> [Written tasks]:
**A)** List every question the diary entry asks, including its title.
**B)** Rewrite the diary entry from "Sunday, September 11, 2011" up to and including "Have we changed?", replacing "ten years ago" with "a decade ago".

> [Page excerpt]:
— start —
Sunday, September 11, 2011

Where Were You on September 11th 2001?

Ed Hale studying at a language school in San Jose Costa Rica
September 11th, 2001. It would be easy to simply go back to that exact date, here, in the Transcendence Diaries, to read what I posted that day; to see how I felt, what thoughts ran through my mind. There is a slight temptation to do just that. More a curiosity. But that was ten years ago. And it calls for something special. This is now. Have our feelings changed? Have our memories changed how we felt? Have we changed?

Throughout the Summer of 2001 I was living in San Jose Costa Rica. Having been advised that if "The Ambassador" wanted to perfect his Spanish to semi-fluency, as I had done with several other foreign languages previously, that I would need full immersion, I would need to live somewhere where Spanish was the native tongue. Word on the street was that the two best countries to learn Spanish "accent free" were Colombia or Costa Rica. (Colombia as it turns out, I would explore later). But I didn't know that then. I chose Costa Rica over Colombia primarily due to the civil and governmental unrest in Colombia at the time compared to the placid laid back atmosphere that was promised in Costa Rica.
— end —
> [Data]:
— start —
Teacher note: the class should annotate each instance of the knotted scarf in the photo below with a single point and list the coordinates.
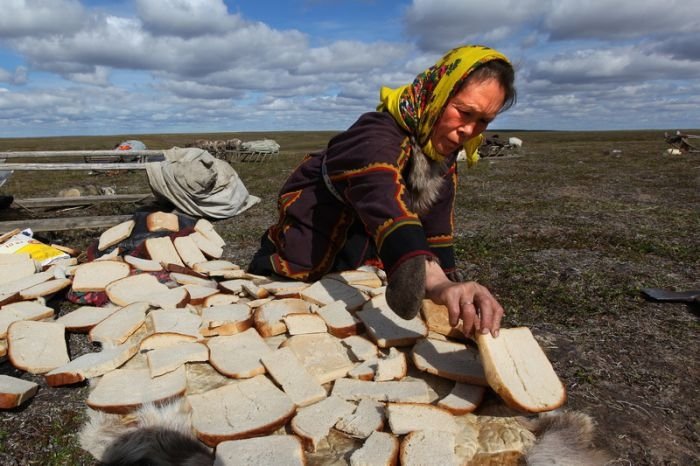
(418, 106)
— end —
> [Final answers]:
**A)**
Where Were You on September 11th 2001?
Have our feelings changed?
Have our memories changed how we felt?
Have we changed?

**B)**
Sunday, September 11, 2011

Where Were You on September 11th 2001?

Ed Hale studying at a language school in San Jose Costa Rica
September 11th, 2001. It would be easy to simply go back to that exact date, here, in the Transcendence Diaries, to read what I posted that day; to see how I felt, what thoughts ran through my mind. There is a slight temptation to do just that. More a curiosity. But that was a decade ago. And it calls for something special. This is now. Have our feelings changed? Have our memories changed how we felt? Have we changed?